* _TRABALHO A FAZER_:
A. Selecione todas as linhas dos registros que contêm a palavra "jacket" e copie-as, diferenciando maiúsculas de minúsculas.
B. Estenda o texto sobre as pessoas como possibilidades umas das outras, continuando-o a partir do ponto em que ele termina.

Não confio ter conseguido transmitir a minha euforia diante dessa linha de raciocínio. Parece muito óbvio quando traduzido em palavras. O lance é que todas, todas, todas (!) as pessoas que existem são possibilidades umas das outras, em diferentes contextos familiares, sociais, históricos, geográficos, etc. Talvez um jeito de enxergar seja esse: todas as pessoas são a mesma (eu, você e todo mundo), expressas dentre várias das possibilidades de existência terráquea. Só uma possibilidade é excluída, se tomarmos como dada nossa existência: a de não existirmos. Outras pessoas, no entanto, não existem e jamais existirão. Ou vai ver que não existe ninguém e esse é mais um sonho maluco de um ser alienígena qualquer.


P.S.: Não faço a menor ideia (de) se Charlie Chaplin nasceu de manhã.

* _DADOS DE ENTRADA_:
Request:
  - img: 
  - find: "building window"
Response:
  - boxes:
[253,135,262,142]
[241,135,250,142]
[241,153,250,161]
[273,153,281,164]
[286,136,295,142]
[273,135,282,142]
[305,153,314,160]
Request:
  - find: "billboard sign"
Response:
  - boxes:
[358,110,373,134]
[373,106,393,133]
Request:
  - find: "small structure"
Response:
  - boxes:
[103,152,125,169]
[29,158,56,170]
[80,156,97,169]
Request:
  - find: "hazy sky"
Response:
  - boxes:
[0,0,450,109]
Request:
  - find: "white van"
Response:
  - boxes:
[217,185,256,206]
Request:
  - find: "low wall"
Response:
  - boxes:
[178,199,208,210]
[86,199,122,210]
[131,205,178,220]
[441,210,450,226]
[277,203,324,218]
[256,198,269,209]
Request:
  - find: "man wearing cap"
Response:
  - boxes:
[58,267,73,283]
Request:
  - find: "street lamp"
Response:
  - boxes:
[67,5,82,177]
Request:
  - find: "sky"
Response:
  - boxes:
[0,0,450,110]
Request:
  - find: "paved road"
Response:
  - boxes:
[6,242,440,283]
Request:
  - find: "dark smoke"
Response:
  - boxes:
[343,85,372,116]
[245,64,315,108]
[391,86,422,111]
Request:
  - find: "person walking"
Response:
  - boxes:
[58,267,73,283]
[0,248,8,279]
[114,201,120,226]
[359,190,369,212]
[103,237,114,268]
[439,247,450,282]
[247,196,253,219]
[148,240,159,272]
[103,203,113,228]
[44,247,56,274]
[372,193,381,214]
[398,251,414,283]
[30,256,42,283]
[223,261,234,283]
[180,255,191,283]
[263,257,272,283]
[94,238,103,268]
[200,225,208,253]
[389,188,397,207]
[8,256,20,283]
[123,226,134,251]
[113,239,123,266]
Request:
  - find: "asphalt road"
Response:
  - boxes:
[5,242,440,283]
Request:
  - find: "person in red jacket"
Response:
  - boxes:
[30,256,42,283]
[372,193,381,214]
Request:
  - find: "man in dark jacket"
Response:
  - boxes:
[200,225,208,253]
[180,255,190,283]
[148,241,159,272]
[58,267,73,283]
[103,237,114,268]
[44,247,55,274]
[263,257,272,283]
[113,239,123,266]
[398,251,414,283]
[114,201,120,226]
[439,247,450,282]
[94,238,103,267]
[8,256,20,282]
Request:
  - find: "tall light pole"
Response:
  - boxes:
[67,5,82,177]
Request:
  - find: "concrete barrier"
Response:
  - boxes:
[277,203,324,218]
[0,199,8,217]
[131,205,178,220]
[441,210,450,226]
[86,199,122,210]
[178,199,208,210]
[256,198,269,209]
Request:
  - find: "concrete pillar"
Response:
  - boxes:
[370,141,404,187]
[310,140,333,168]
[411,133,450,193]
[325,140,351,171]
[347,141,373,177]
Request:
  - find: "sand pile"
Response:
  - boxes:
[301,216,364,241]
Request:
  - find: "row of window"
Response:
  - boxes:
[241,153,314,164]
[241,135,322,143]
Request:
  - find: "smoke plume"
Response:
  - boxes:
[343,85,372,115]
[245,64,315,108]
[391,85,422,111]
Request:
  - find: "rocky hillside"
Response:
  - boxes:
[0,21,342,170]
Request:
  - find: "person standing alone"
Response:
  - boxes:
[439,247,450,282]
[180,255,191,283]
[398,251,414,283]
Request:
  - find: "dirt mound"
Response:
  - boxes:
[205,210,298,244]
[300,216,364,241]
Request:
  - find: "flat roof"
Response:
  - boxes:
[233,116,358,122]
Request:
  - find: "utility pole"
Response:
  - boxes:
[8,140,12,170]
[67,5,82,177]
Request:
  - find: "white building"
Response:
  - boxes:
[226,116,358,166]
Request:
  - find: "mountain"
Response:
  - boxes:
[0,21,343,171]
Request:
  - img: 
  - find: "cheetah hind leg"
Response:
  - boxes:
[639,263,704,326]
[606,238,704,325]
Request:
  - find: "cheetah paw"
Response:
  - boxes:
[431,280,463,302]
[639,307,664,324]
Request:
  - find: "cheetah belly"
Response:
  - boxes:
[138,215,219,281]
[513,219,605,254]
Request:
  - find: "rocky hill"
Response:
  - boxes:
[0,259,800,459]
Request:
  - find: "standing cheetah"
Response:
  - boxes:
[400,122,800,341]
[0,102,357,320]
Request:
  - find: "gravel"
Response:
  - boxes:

* _PROBLEMAS RESOLVIDOS_:
A.
  - find: "person in red jacket"
  - find: "man in dark jacket"

B.
2 comentários:

  1. Essa noção de individualidade determinista é a chave para toda a empatia, penso eu. Cruel é a pessoa que diz "ah, se eu fosse aquela outra, teria feito isso assim, assim e assim..." Não, se fosse aquela outra, com todas suas características, histórico e valores, muito provavelmente - para não dizer certamente - a decisão teria sido a mesma dela, de modo que quem critica assim é dotado de uma triste falta de empatia. Colocar-se no lugar de alguém é, antes de tudo, entender o que move esse ser humano; suas respostas ao mundo vêm em consequência disso.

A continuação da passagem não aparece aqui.